What is needed:
Translate this sentence from the dynamic time warping text into Spanish: "DTW is a way to compare two sequences (in this case audio sequences) that do not perfectly sync together."

Project overview
Speech is a fundamental part of human connection, but for those living with dysarthria – a condition that results from neuro-motor disorders that cause disturbances in muscular control during articulation of speech[1] – it poses a unique set of challenges.
In this blog post we will focus on the intricate task of analyzing dysarthric speech using Dynamic Time Warping (DTW). DTW is a way to compare two sequences (in this case audio sequences) that do not perfectly sync together. It is a method used to find an optimal alignment between two time series by warping them in the time dimension. We wanted to explore this method for analyzing dysarthric speech because it allows us to not only match like-sounding phonemes, phoneme duration and pitch features of a typical speaker to that of an atypical speaker, but also which speech features atypical speakers are unable, or less able to produce
Understanding DTW
Before we get into the weeds of speech processing and analysis, let’s first breakdown the fundamentals of dynamic time warping. As mentioned previously, DTW allows us to compare two time series that do not perfectly align with each other. To demonstrate this, let’s create two time series A and B
A = [4, 2, 2, 4, 5, 3, 2]
B = [3, 1, 0, 3, 3, 1, 0, 1, 1, 2]
In this example, time series A and B are different lengths. This is an intentional example for when we are analyzing atypical speech, some speakers may stutter or take more time pronouncing each syllable of a word or phrase. This highlights the value of DTW. Through this we are able to generate a warping path W that maps the elements of A and B to minimize the distance between them regardless of size discrepancies.

Extracted records:
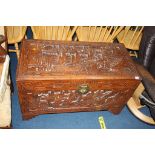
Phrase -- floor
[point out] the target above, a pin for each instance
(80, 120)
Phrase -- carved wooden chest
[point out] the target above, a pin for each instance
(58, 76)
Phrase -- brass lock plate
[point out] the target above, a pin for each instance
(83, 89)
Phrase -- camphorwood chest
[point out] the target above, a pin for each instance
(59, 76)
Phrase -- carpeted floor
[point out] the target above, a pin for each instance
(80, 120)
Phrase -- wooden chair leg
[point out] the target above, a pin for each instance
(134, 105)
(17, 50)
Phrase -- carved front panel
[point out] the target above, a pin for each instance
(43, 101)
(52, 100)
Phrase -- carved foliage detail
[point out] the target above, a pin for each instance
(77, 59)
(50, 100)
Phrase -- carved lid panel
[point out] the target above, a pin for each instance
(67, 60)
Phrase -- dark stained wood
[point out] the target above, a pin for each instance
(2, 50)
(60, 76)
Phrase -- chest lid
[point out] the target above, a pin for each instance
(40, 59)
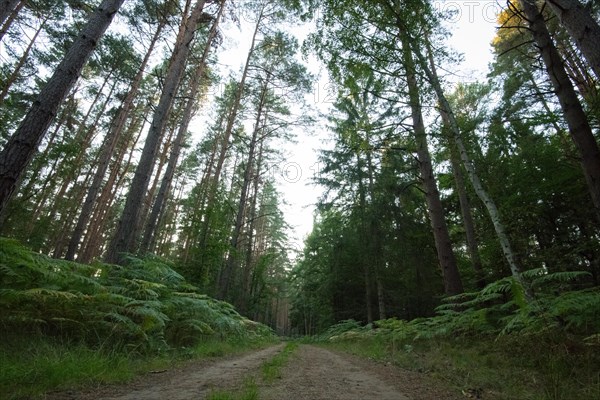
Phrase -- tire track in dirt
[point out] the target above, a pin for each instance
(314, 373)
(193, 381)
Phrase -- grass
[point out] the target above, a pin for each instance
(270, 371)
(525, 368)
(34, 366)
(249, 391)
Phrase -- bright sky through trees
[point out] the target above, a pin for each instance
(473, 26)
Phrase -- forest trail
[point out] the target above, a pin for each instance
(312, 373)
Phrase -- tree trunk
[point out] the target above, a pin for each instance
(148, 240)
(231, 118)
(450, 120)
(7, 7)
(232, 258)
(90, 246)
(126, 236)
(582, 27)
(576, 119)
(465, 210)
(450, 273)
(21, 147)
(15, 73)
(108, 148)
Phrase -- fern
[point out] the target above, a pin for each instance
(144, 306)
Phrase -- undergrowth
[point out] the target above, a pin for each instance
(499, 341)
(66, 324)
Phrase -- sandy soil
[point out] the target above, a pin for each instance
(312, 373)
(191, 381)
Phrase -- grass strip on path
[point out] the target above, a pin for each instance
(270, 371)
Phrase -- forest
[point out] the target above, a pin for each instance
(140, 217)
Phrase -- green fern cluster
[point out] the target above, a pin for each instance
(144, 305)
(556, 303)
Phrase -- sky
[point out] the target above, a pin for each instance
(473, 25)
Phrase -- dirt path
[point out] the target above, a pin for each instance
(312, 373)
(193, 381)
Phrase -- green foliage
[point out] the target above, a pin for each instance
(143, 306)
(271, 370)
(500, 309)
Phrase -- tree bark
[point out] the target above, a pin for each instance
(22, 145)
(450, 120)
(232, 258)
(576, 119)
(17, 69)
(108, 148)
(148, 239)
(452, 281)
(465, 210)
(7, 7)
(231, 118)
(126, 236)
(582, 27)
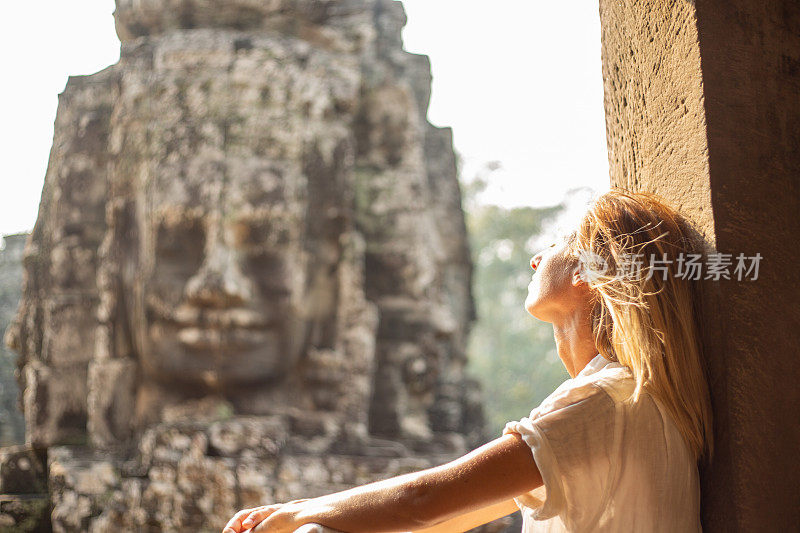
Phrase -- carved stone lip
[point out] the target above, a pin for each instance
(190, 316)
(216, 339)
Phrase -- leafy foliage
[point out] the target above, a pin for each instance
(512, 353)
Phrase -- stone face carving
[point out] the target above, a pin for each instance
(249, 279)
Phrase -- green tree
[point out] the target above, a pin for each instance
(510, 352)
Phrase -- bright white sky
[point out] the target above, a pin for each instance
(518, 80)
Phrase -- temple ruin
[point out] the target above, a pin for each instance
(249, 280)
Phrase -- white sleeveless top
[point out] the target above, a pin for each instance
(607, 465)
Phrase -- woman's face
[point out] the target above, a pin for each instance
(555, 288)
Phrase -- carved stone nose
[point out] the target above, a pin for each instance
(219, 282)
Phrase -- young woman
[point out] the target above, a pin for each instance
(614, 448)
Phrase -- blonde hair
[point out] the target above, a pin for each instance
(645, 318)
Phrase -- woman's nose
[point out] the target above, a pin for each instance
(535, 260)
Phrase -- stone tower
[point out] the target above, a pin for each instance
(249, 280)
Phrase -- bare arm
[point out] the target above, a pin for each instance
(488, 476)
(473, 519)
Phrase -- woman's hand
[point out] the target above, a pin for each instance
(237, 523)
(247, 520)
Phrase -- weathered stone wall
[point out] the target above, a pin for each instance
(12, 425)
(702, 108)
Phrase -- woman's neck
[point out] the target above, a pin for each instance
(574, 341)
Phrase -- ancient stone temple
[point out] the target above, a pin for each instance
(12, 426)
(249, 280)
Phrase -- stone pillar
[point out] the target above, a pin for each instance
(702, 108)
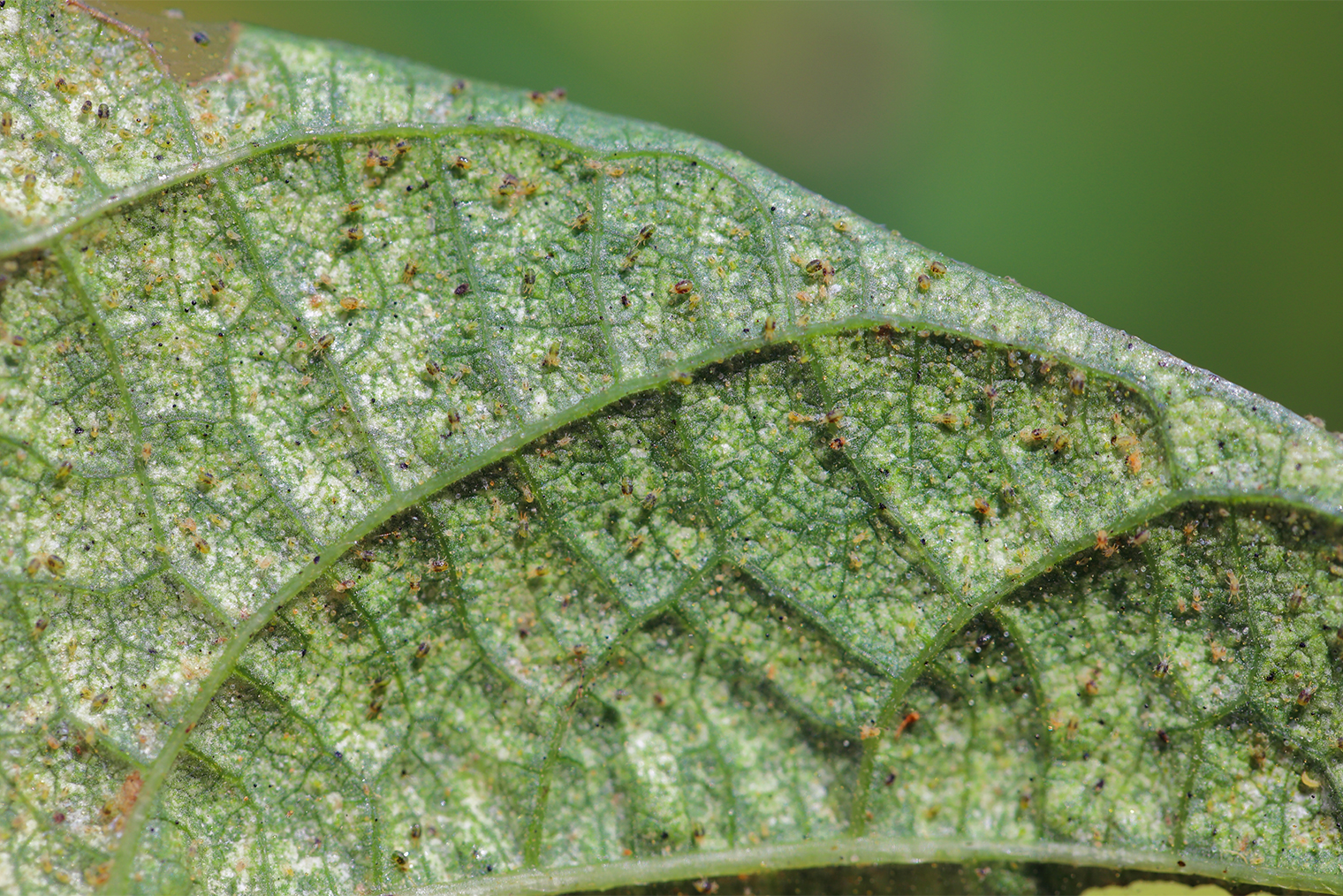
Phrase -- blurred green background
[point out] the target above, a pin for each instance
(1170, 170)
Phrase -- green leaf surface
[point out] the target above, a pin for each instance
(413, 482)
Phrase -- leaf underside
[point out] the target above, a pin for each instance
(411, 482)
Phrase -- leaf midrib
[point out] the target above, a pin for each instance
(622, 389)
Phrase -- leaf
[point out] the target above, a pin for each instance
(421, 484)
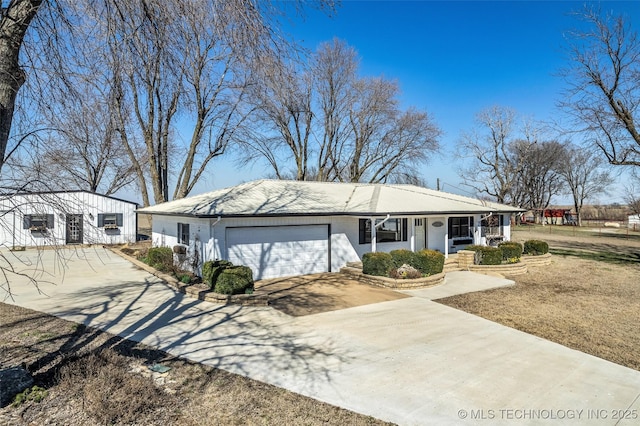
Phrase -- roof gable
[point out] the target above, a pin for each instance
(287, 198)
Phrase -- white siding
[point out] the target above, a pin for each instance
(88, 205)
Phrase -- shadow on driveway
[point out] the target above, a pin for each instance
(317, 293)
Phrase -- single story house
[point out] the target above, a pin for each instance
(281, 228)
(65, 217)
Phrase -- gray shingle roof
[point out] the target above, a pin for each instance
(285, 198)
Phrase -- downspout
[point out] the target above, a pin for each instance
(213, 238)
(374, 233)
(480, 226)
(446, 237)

Task solution:
DTW es una forma de comparar dos secuencias (en este caso, secuencias de audio) que no están perfectamente sincronizadas entre sí.